══ Provided data

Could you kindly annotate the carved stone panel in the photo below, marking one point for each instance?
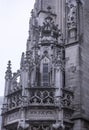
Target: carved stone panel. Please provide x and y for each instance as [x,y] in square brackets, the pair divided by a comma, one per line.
[41,114]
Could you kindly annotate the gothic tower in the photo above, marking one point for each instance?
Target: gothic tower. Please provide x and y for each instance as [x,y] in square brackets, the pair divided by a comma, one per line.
[50,91]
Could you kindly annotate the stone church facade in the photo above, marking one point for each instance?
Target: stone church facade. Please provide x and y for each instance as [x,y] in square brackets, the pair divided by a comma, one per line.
[50,91]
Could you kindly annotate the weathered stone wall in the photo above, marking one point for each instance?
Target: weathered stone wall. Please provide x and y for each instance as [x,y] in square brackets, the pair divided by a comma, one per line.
[84,61]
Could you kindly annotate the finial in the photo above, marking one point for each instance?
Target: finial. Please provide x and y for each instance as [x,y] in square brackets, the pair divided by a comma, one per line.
[8,71]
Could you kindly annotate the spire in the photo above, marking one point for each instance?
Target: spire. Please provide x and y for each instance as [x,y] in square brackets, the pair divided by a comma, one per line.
[49,30]
[8,71]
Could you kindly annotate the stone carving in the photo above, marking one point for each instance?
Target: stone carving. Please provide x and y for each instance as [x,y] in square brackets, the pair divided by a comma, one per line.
[41,114]
[22,125]
[72,14]
[41,97]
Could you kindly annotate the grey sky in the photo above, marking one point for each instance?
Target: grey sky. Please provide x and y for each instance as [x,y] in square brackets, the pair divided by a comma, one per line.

════

• _Requirement_
Rewrite everything from the line containing "Could you kindly annotate the stone carving" down to the end of the records above, requests included. Offset every coordinate in the answers by -103.

• _Full solution_
Could you kindly annotate the stone carving in the photo above, marking one point for each instance?
Target: stone carving. Please provide x and y for each instance as [x,y] in square brackets, the pair divided by a comma, one per line.
[-62,11]
[-81,22]
[-31,-89]
[-62,-6]
Could you kindly annotate the grey sky in the photo above, marking one point for each instance?
Target: grey sky. Please provide x and y for each instance as [x,y] in square brackets, the pair divided by a comma, one per line.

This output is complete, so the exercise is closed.